**EXTRATO DO TEXTO**
☆ ☆ ☆

Há um mês, o movimento estudantil argentino vive dias quentes de luta e há duas semanas, 22 escolas secundaristas de Buenos Aires estão ocupadas pelos estudantes. Camila Lisboa, da comissão executiva da Anel (Assembleia Nacional dos Estudantes – Livre) esA luta dos etudantes argentinos desenvolveu-se a partir da reivindicação dos secundaristas pela construção de novos prédios e por melhorias na infra-estrutura das escolas. Este mesmo motor fez os estudantes universitários também entrarem em ação, começando pela Ciências Sociais que viu uma vidraça do interior do prédio quebrar. Depois se seguiram as outras ocupações.

A situação do ensino público argentino é lamentável. Apesar de ser um dos países da América Latina que mais investe recursos do PIB pra Educação – cerca de 6% -, a juventude argentina, assim como a do Brasil, está sujeita a um ensino cada vez pior.
A quantidade de recursos investida hoje sequer é suficiente para pagar as contas de luz, gás e telefone das universidades. Na UBA (Universidade de Buenos Aires) dezenas de estudantes assistem às aulas do lado de fora das salas, sentadas no chão. No período da noite é um tumulto impressionante, pois a estrutura física da universidade não suporta a quantidade de alunos que nela estuda.

Desde 1995, está em vigor uma lei (LES – Lei da Educação Superior) que condiciona o envio de recursos para as universidades. Esta lei foi sancionada pelo então presidente Carlos Saúl Menem e é mantida pela atual presidente Cristina Kirchner.

☆ ☆ ☆

[Itens de uma fonte de dados]

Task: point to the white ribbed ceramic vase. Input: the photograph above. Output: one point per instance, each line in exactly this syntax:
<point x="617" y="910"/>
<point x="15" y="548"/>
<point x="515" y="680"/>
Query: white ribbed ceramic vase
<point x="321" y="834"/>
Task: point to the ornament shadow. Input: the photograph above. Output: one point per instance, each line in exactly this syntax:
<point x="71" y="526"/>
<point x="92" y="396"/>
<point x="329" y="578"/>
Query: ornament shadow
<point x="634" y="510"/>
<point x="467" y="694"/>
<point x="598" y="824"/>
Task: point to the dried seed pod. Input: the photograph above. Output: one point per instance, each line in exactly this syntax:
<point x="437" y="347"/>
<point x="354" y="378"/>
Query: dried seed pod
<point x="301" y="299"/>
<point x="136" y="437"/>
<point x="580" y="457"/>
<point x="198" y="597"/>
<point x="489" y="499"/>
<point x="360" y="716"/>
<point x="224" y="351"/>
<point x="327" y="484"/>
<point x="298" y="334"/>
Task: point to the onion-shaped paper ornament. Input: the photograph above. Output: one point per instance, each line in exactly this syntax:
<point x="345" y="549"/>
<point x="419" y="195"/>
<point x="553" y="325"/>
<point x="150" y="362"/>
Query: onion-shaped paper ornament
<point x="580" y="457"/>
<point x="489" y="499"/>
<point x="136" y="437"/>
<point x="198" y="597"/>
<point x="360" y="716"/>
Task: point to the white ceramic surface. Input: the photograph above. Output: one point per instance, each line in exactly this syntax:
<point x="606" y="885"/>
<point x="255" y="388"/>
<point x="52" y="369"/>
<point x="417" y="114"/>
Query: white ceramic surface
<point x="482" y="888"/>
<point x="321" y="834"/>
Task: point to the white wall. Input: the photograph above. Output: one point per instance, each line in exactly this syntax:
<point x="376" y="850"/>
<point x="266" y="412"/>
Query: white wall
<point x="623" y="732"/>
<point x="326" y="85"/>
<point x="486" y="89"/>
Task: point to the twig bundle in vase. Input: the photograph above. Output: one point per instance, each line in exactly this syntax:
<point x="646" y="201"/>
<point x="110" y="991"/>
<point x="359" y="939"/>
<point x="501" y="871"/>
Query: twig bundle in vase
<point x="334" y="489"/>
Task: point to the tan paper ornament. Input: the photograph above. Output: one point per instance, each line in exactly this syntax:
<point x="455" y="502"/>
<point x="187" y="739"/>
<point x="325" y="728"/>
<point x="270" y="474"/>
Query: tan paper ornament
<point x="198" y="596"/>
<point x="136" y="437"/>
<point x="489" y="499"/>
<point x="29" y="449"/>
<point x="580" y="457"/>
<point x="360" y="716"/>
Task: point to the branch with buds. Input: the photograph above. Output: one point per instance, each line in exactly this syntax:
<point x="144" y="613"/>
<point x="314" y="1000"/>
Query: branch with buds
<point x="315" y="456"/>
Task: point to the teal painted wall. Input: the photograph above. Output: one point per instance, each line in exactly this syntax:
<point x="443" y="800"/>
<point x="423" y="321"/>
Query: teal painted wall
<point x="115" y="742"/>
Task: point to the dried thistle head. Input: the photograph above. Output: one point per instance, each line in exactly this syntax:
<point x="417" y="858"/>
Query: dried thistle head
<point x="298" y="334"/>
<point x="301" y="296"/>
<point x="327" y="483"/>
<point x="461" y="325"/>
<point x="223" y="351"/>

☆ ☆ ☆

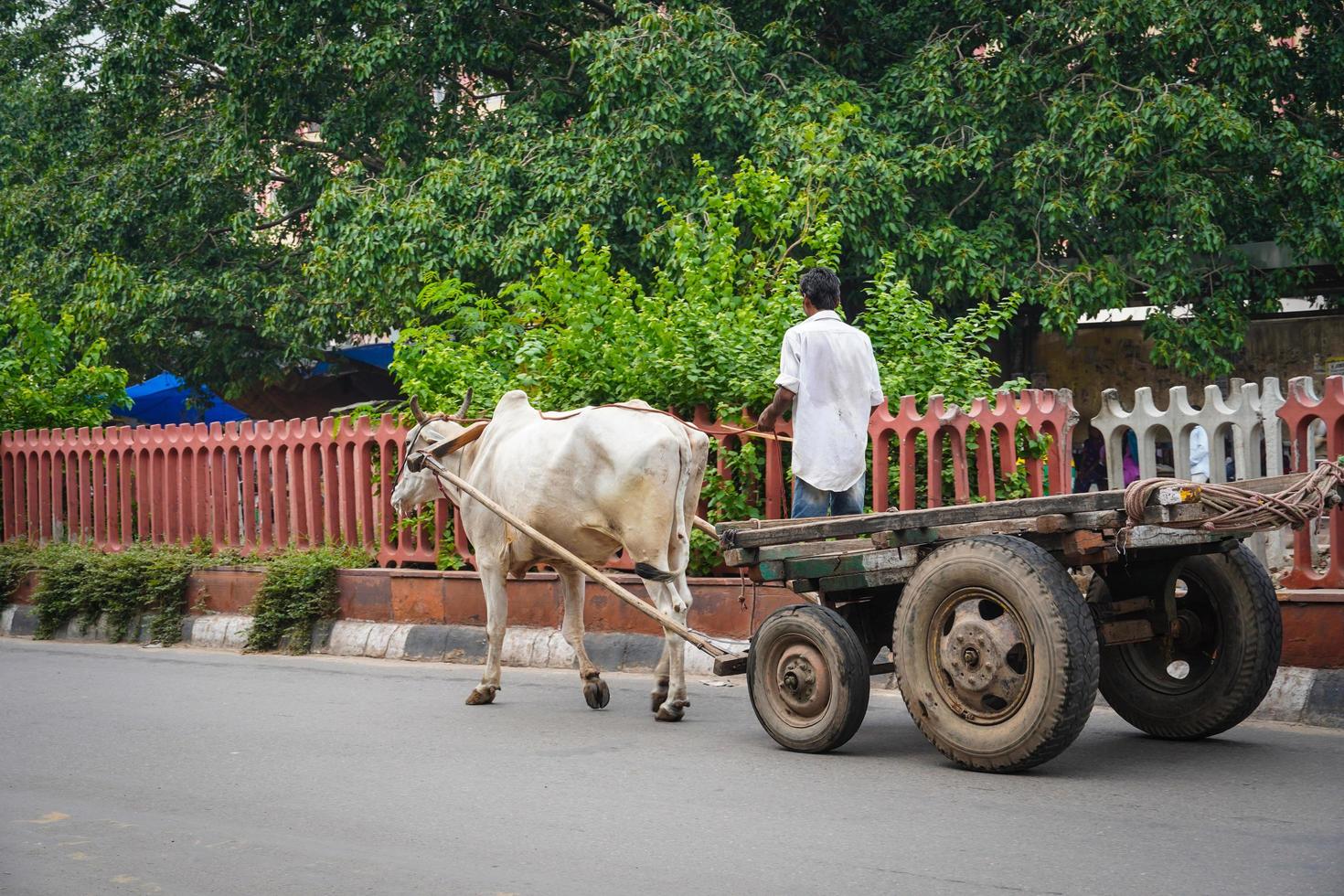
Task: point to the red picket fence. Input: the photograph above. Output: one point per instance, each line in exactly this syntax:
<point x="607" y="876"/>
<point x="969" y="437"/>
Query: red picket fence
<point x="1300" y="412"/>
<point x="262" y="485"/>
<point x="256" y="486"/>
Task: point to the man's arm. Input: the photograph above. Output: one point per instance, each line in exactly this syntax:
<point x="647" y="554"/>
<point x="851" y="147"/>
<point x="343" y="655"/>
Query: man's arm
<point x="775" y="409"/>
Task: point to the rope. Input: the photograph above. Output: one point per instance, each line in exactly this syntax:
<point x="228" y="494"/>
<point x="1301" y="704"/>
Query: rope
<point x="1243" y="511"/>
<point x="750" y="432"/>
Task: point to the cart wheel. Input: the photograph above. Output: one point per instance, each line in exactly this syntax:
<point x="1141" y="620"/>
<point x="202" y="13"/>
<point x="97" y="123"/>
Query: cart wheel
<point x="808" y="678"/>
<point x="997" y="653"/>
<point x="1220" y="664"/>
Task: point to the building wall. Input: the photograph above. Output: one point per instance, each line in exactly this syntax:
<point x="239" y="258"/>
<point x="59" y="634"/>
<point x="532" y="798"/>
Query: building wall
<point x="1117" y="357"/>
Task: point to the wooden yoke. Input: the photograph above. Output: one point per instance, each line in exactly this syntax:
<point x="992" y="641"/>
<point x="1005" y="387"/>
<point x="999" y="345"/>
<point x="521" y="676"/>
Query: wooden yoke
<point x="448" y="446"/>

☆ ☆ ☆

**O QUE FAZER**
**a.** Repita, sem alterações, o trecho do texto sobre o movimento estudantil argentino de "A quantidade de recursos" a "que nela estuda.".
**b.** Prossiga com o texto sobre o movimento estudantil argentino a partir da última frase apresentada.

**RESULTADOS ESPERADOS**
**a.**
A quantidade de recursos investida hoje sequer é suficiente para pagar as contas de luz, gás e telefone das universidades. Na UBA (Universidade de Buenos Aires) dezenas de estudantes assistem às aulas do lado de fora das salas, sentadas no chão. No período da noite é um tumulto impressionante, pois a estrutura física da universidade não suporta a quantidade de alunos que nela estuda.

**b.**
Esta lei cria a CONEAU (Comisión Nacional de Evaluación y Acreditación Universitaria), que é composta por 12 membros definidos pela presidente do país, em que apenas três são representantes de universidades públicas. Essa comissão tem a tarefa de avaliar os indicadores de eficiência e equidade das universidades, e estes são estabelecidos pela própria comissão ou por entidades privadas. A LES também estimula que se as universidades criem mecanismos de recursos próprios. A busca por recursos por fora do financiamento público combinada a critérios de avaliação definidos por empresas abre o caminho para o financiamento privado, para o fim da autonomia didático-científica e para uma responsabilidade mínima do Estado no financiamento da educação superior.

Não muito diferente do Brasil
Essas medidas estão respaldadas por orientações do Banco Mundial, quais sejam: “organismos independentes de fiscalização podem formular e supervisar as políticas da Educação Superior e podem orientar o investimento e os recursos a serem destinados, de acordo com o desempenho das instituições”. Outra orientação é o estímulo para que o Estado diversifique as formas de financiamento da educação, buscando financiamento na iniciativa privada. Por isso, qualquer semelhança da LES com a Reforma Universitária do governo Lula não é mera coincidência.

O princípio que norteia o projeto educacional do governo brasileiro é o desfinanciamento público da Educação. A criação do SINAES (Sistema Nacional de Avaliação do Ensino Superior) está vinculada à criação de padrões de avaliação das universidades e a condições para recepção de recursos públicos. O REUNI também impõe condições para que as universidades recebam verbas, assim como o recente decreto 7233/2010 que cria uma comissão composta pelo MEC e por reitores que gerencia o envio de verbas sob os critérios de produtividade, comercialização de patentes, relação professor/aluno e classificação no SINAES.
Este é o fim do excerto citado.